Task brief: Copy every item below, substituting "object localization system" for "visual grounding engine" each time it occurs and leaving all other text unchanged.

####

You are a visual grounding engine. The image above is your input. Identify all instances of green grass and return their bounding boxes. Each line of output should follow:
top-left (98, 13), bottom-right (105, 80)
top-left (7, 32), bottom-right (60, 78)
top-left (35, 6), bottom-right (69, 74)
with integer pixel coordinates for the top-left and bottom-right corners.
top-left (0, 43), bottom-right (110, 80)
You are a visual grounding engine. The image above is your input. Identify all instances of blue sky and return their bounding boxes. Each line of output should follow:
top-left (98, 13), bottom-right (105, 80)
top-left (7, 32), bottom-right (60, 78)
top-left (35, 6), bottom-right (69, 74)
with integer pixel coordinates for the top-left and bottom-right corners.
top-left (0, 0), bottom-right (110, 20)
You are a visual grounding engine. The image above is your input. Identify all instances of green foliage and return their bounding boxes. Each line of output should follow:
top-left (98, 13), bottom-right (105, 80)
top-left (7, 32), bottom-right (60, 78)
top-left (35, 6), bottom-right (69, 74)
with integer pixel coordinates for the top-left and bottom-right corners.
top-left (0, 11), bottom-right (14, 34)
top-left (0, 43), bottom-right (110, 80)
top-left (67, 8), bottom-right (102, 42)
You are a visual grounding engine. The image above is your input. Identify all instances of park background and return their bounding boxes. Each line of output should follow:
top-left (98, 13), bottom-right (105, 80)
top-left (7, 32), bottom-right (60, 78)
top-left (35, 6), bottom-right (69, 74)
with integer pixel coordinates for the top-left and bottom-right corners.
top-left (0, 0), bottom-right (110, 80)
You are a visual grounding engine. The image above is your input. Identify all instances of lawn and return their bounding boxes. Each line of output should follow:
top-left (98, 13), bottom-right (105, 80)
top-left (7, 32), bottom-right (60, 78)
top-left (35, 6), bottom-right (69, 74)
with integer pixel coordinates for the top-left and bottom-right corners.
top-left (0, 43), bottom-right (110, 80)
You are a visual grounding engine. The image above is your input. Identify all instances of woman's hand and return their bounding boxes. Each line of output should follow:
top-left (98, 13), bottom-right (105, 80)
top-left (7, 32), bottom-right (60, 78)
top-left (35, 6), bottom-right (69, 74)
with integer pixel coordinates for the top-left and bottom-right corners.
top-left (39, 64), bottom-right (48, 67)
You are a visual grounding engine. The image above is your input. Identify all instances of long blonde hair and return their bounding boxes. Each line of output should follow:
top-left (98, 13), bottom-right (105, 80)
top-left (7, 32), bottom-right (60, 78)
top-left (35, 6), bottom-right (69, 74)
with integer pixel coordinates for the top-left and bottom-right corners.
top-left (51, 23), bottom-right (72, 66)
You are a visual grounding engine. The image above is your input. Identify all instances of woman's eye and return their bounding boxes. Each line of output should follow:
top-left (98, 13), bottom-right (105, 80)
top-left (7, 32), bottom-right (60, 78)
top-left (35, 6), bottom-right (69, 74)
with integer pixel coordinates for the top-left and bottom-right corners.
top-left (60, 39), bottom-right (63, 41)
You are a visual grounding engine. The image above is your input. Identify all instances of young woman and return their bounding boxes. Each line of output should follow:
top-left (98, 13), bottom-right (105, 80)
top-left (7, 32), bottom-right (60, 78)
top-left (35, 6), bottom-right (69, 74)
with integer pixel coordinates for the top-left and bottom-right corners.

####

Full solution:
You are a object localization system. The image above is your input. Identify all instances of green grass and return their bounding boxes. Each line of output should follow:
top-left (98, 13), bottom-right (105, 80)
top-left (7, 32), bottom-right (60, 78)
top-left (35, 6), bottom-right (69, 74)
with integer pixel coordinates for the top-left and bottom-right corners.
top-left (0, 43), bottom-right (110, 80)
You are a object localization system. The image above is your input. Identify all instances of blue sky and return their bounding boxes. Each line of output should follow:
top-left (98, 13), bottom-right (105, 80)
top-left (7, 32), bottom-right (60, 78)
top-left (35, 6), bottom-right (69, 74)
with integer pixel coordinates for the top-left and bottom-right corners.
top-left (0, 0), bottom-right (110, 20)
You are a object localization system. The image above is your input. Identify all instances of green foliage and return their bounding boxes. Each line of output should follow:
top-left (98, 13), bottom-right (105, 80)
top-left (7, 32), bottom-right (60, 78)
top-left (35, 6), bottom-right (69, 74)
with integer pixel coordinates for the top-left and bottom-right corners.
top-left (0, 11), bottom-right (14, 34)
top-left (0, 43), bottom-right (110, 80)
top-left (67, 8), bottom-right (102, 42)
You are a object localization system. The image above is your input. Identify all instances of park background and return their bounding boxes. Each line of output should follow:
top-left (98, 13), bottom-right (105, 80)
top-left (7, 32), bottom-right (60, 78)
top-left (35, 6), bottom-right (69, 74)
with integer pixel coordinates for the top-left and bottom-right corners.
top-left (0, 0), bottom-right (110, 80)
You are a object localization system. The image above is your input. Identify all instances of lawn and return their bounding boxes. Each line of output should follow:
top-left (98, 13), bottom-right (105, 80)
top-left (7, 32), bottom-right (60, 78)
top-left (35, 6), bottom-right (69, 74)
with integer pixel coordinates for the top-left and bottom-right corners.
top-left (0, 43), bottom-right (110, 80)
You are a object localization system. The image above is your input. Identify all instances of woman's hand and return their bounding boxes. Each line of output should follow:
top-left (98, 13), bottom-right (105, 80)
top-left (7, 32), bottom-right (60, 78)
top-left (35, 6), bottom-right (69, 74)
with integer pixel coordinates for the top-left and bottom-right corners.
top-left (39, 64), bottom-right (48, 67)
You are a object localization system. The image above is your input. Identify all instances of long blonde hair and return their bounding boxes. Each line of output should follow:
top-left (98, 13), bottom-right (105, 80)
top-left (7, 32), bottom-right (60, 78)
top-left (35, 6), bottom-right (69, 74)
with integer pixel coordinates for the top-left and bottom-right corners.
top-left (51, 23), bottom-right (72, 66)
You are a object localization system. The image above is your input. Identify all instances of woman's eye and return their bounding boxes. Each line of output should follow:
top-left (98, 13), bottom-right (105, 80)
top-left (7, 32), bottom-right (60, 78)
top-left (35, 6), bottom-right (69, 74)
with integer pixel coordinates for the top-left and bottom-right corners.
top-left (60, 39), bottom-right (63, 41)
You are a object localization system. The image above is your input. Identify all instances of young woman and return their bounding boxes. Each line of output should follow:
top-left (98, 13), bottom-right (105, 80)
top-left (7, 32), bottom-right (60, 78)
top-left (35, 6), bottom-right (69, 74)
with integer pixel coordinates for the top-left and bottom-right corners.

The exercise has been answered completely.